## Given

We have training data set

\begin{aligned} &(x^{(1)}, y^{(1)}) \\ &(x^{(2)}, y^{(2)}) \\ &(x^{(3)}, y^{(3)}) \\ &......\\ &(x^{(m)}, y^{(m)}) \end{aligned}

Here the super script $(i)$ denoted as i-th traininng example.

We want to train a model with appropriate $w$ and $b$ so that the prediction $\hat{y}^{(i)} \approx y^{(i)}$

## Hypothesis

We define it as linear model $$z^{(i)} = w^Tx^{(i)} + b$$

We use sigmoid function to converge in between 0 and 1 $$sigmoid(z) = \frac{1}{1 + e^{-z}}$$

def sigmoid(z):
"""
Compute the sigmoid of z
Arguments:
z -- A scalar or numpy array of any size.
Return:
s -- sigmoid(z)
"""

### START CODE HERE ### (≈ 1 line of code)
s = 1 / (1 + np.exp(-1 * z))
### END CODE HERE ###
return s


## Initialize parameter

Set both $w$ and $b$ to $0$ Note that w.shape = [m, 1], where m is the number of training example. So w is a m by 1 matrix

def initialize_with_zeros(dim):
"""
This function creates a vector of zeros of shape (dim, 1) for w and initializes b to 0.

Argument:
dim -- size of the w vector we want (or number of parameters in this case)

Returns:
w -- initialized vector of shape (dim, 1)

• _Information shown_
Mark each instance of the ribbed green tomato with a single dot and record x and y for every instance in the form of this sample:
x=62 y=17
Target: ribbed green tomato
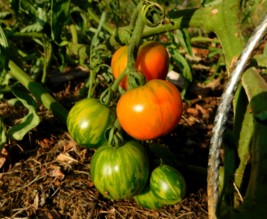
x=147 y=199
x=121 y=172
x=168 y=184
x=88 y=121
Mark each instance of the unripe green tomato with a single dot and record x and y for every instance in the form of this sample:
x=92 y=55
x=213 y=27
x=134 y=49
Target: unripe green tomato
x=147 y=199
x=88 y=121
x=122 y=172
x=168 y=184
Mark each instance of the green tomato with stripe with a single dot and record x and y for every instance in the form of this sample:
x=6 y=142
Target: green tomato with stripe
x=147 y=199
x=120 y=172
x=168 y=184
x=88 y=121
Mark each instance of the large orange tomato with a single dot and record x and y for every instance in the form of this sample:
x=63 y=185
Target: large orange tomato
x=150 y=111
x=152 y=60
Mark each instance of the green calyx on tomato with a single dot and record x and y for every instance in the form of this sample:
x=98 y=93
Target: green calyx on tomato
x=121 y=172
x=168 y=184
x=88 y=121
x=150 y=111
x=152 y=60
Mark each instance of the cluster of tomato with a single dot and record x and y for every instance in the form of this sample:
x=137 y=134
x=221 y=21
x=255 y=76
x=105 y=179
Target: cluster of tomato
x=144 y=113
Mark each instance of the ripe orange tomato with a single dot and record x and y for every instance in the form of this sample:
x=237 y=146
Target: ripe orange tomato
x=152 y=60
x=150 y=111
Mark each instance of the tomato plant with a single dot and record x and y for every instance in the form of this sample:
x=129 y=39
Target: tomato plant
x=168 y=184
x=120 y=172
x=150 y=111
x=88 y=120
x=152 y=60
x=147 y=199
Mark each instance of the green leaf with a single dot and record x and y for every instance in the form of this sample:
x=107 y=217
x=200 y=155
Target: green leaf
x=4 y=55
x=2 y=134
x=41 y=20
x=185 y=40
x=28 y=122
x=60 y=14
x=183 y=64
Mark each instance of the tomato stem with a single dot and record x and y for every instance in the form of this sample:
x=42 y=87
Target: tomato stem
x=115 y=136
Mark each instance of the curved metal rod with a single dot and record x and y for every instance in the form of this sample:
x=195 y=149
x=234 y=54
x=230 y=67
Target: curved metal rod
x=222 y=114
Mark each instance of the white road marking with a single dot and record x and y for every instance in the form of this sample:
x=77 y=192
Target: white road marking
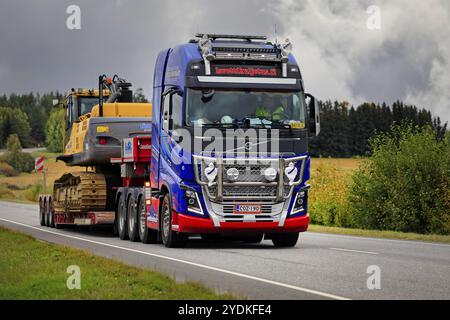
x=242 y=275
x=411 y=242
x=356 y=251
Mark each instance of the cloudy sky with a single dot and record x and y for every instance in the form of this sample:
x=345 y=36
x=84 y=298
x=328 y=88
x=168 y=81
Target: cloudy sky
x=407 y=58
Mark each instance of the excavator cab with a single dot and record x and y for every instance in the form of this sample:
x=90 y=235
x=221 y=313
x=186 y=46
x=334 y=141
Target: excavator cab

• _Aim_
Carry on the logistic regression notes from the point where they stop. None of the entries are needed here.

• _Exercise answer_
b -- initialized scalar (corresponds to the bias)
"""

### START CODE HERE ### (≈ 1 line of code)
w = np.zeros([dim, 1])
b = 0
### END CODE HERE ###

assert(w.shape == (dim, 1))
assert(isinstance(b, float) or isinstance(b, int))

return w, b


## Predict Value

This is the predict value from current model $$\hat{y}^{(i)} = sigmoid(z^{(i)})$$

Also here we note that $$\frac{\partial \hat{y}}{\partial z} = \hat{y} (1 - \hat{y})$$

## Loss Function

Now we need to calculate the difference between actual and expected values, here we define the function to compute the different by using $\log$ in logistic regression, rather than square difference. This is because in optimization phase, the square difference equation will result into many local optimal problem.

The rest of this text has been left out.